• **To do**:
Your answer is the lines from the one that has "detect_objects — Locates the specified headboard" through the last line of the records below, retyped exactly and alone.

START Input material

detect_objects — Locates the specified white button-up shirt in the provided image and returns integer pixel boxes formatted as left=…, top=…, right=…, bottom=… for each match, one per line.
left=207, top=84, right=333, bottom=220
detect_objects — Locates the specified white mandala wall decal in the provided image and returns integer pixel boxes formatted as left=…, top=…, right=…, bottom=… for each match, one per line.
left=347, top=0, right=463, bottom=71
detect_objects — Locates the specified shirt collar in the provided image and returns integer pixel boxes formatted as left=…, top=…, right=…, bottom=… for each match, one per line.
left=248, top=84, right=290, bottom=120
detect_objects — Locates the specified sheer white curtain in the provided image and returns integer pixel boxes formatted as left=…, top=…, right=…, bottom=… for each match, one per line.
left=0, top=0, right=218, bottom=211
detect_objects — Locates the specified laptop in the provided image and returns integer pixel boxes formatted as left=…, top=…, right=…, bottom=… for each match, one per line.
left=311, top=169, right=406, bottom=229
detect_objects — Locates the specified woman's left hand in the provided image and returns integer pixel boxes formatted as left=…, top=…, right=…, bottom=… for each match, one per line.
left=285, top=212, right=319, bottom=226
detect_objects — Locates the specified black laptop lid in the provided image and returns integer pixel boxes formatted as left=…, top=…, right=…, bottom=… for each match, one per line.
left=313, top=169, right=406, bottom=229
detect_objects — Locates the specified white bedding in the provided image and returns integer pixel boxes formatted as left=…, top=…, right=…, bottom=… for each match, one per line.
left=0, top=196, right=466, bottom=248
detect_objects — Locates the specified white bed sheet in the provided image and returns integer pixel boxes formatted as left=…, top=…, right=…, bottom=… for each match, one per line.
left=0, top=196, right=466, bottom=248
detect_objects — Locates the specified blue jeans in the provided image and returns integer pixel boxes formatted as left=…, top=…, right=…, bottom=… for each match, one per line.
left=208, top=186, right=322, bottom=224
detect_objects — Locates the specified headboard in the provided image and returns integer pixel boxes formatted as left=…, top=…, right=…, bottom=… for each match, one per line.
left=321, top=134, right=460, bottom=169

END Input material

• **Response to the task**:
detect_objects — Locates the specified headboard in the provided image and returns integer pixel boxes formatted as left=…, top=…, right=…, bottom=… for each match, one per line.
left=321, top=134, right=460, bottom=169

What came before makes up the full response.